Let us look at the three terms before the inequality in more detail:

The first term can be interpreted as a reconstruction term that is high if we are able to generate reconstructions (the output of the decoder $p_\theta(x|z))$ that are close to our original input $x$.
The second term is a regularization term that encourages our variational posterior $q_\phi(z|x)$ to be close to our prior (if we assume the variational posterior to belong to a gaussian family and take the standard gaussian as a prior this has a closed form solution - yay)
The third term is the variational error term. Since we cannot compute the true posterior $p_\theta(z|x)$ explicitly the variational error term also cannot be computed. We can, however, say that this term must be greater or equal to $0$. Hence by removing it from the equation we arrive at a lower bound for the log likelihood.

Side note: it is interesting to see that the lower bound derived above is tight when our variational posterior $q_\phi(z|x)$ is equal to the true posterior $p_\theta(z|x)$ (i.e. when the KL-divergence between these two distributions approaches $0$).

> TASKS AND EXERCISES
1) Answer the following questions using the passage on the variational lower bound, giving each answer on its own line with the matching letter.
(a) What does the second term encourage the variational posterior to do?
(b) Why can the variational error term not be computed?
(c) Under what condition is the derived lower bound tight?
2) Continue the passage on the variational lower bound, beginning directly after its closing side note.

> DATASET EXCERPTS

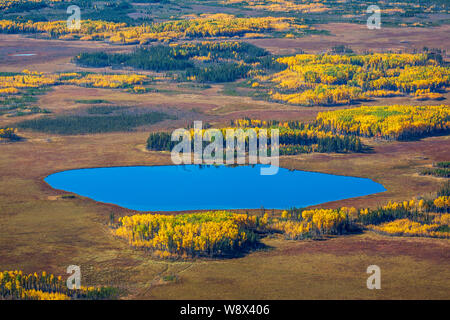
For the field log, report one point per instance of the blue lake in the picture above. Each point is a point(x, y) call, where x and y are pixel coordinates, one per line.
point(191, 187)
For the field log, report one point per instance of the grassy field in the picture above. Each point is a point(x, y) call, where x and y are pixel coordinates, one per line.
point(44, 229)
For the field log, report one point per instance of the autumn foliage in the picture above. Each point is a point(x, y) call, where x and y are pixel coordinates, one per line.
point(16, 285)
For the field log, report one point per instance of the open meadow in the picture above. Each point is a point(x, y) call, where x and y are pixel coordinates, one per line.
point(346, 100)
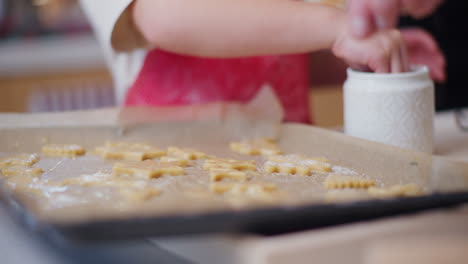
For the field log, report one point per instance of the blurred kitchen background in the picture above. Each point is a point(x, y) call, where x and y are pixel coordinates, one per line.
point(50, 61)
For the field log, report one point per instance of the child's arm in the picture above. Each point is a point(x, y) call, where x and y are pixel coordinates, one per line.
point(234, 28)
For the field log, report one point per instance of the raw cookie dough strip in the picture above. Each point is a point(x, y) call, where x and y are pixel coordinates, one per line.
point(147, 169)
point(241, 165)
point(406, 190)
point(129, 151)
point(296, 164)
point(346, 195)
point(218, 174)
point(19, 160)
point(186, 153)
point(63, 150)
point(12, 171)
point(179, 161)
point(260, 146)
point(337, 181)
point(242, 188)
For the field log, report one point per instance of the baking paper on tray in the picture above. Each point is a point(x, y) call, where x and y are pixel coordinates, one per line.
point(210, 128)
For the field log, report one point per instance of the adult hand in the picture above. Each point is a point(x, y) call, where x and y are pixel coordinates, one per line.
point(382, 52)
point(368, 16)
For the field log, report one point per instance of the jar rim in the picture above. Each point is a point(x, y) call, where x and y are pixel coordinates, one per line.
point(416, 71)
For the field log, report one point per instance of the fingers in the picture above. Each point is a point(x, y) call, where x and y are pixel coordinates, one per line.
point(420, 8)
point(404, 57)
point(389, 56)
point(361, 20)
point(385, 13)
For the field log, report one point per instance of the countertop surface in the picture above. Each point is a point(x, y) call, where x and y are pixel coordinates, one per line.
point(18, 245)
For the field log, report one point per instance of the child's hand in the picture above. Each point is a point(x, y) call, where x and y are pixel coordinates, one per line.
point(368, 16)
point(382, 52)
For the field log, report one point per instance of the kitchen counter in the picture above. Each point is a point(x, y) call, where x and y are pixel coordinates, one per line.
point(423, 238)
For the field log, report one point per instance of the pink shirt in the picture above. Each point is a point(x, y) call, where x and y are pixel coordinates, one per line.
point(171, 79)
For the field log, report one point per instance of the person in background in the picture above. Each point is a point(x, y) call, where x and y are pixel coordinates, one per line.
point(175, 52)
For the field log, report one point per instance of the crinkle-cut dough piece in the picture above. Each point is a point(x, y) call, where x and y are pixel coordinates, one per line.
point(129, 151)
point(218, 174)
point(260, 146)
point(19, 160)
point(337, 181)
point(345, 195)
point(12, 171)
point(186, 153)
point(180, 161)
point(243, 188)
point(147, 169)
point(241, 165)
point(296, 164)
point(63, 150)
point(400, 190)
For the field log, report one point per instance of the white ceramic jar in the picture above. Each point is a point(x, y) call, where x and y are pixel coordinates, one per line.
point(396, 109)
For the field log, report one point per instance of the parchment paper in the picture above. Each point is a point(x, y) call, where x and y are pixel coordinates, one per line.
point(208, 128)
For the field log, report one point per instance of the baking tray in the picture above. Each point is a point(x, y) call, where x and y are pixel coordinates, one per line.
point(272, 221)
point(221, 123)
point(447, 179)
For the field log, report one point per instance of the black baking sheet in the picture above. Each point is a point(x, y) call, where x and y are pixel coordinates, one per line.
point(270, 221)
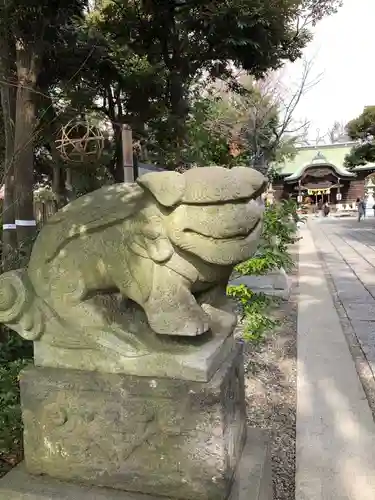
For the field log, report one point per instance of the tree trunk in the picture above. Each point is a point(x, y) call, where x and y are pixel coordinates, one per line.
point(51, 132)
point(24, 149)
point(8, 109)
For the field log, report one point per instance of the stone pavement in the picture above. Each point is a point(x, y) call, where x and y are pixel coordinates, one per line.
point(335, 452)
point(348, 249)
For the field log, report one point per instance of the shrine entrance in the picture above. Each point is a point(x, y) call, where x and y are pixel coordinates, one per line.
point(320, 182)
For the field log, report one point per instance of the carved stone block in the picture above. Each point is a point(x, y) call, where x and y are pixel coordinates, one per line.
point(158, 436)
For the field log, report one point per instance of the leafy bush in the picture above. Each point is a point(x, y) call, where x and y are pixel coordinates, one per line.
point(279, 232)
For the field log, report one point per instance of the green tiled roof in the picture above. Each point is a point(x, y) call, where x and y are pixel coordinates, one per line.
point(333, 153)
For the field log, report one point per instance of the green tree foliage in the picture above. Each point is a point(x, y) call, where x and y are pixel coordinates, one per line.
point(362, 130)
point(145, 56)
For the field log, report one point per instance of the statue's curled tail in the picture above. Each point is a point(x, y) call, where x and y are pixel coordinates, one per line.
point(19, 305)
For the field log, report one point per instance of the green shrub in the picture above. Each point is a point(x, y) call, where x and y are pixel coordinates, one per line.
point(279, 232)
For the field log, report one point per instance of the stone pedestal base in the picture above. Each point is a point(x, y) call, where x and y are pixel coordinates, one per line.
point(252, 481)
point(156, 436)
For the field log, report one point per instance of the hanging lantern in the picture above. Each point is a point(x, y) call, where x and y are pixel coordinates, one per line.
point(80, 142)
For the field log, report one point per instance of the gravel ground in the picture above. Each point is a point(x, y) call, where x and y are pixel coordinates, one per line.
point(271, 393)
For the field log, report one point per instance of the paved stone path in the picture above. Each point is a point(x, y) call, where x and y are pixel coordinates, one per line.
point(348, 249)
point(335, 452)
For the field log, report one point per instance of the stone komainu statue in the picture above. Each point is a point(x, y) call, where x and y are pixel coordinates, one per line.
point(167, 243)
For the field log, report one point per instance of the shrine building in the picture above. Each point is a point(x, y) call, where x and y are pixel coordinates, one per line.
point(317, 174)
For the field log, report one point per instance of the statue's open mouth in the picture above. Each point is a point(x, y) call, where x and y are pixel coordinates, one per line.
point(221, 239)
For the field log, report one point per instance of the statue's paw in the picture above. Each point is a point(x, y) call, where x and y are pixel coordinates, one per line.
point(180, 324)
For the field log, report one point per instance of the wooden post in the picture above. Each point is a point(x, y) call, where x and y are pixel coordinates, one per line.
point(127, 153)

> EXERCISE ANSWERS
1)
(a) It encourages the variational posterior $q_\phi(z|x)$ to be close to the prior.
(b) It cannot be computed because the true posterior $p_\theta(z|x)$ cannot be computed explicitly.
(c) The bound is tight when the variational posterior $q_\phi(z|x)$ equals the true posterior $p_\theta(z|x)$, that is, when the KL-divergence between the two distributions approaches $0$.

2)
As already hinted at above, in practice encoder $q_\phi(z|x)$ and decoder $p_\theta(x|z)$ are often modeled by two neural networks composed as in the network architecture depicted in Figure 2.

$\beta$-VAE

Finding latent factors $z$ that explain variation in the data can already be a big step towards interpretability. The learned latent representations are often low dimensional and thus easier to visualize. For interpretability it would be even more helpful if the single components of the latent representations were independent of each other. In a best case scenario each component should capture one visible factor of variation. For example, when applying a VAE on a dataset containing human faces we would like one component of the latent representation to capture hair color, another one eye color, and so on. In the probabilistic setting this translates to a posterior $q_\phi(z|x)$ that factorizes along each of its dimensions.

To encourage disentanglement among components of $z$, [2] introduce a new hyperparameter $\beta$ that weighs the KL-divergence term in the ELBO. The ELBO of $\beta$-VAE then becomes $\log p_\theta(x) \geq \mathbf{E}_{q_\phi(z|x)} \log p_\theta(x) - \beta\, D_{KL}(q_\phi(z|x)\;|\;p(z))$. Higher $\beta$ encourages the posterior $q_\phi(z|x)$ to be closer to the prior which is factorizable in case of a standard Gaussian. Thus, higher $\beta$ should also encourage the posterior to be factorizable and in turn lead to more disentanglement among the single components of the latent representation $z$. In practice almost always a $\beta$-VAE is used with $\beta$ being a crucial hyperparameter to be tuned.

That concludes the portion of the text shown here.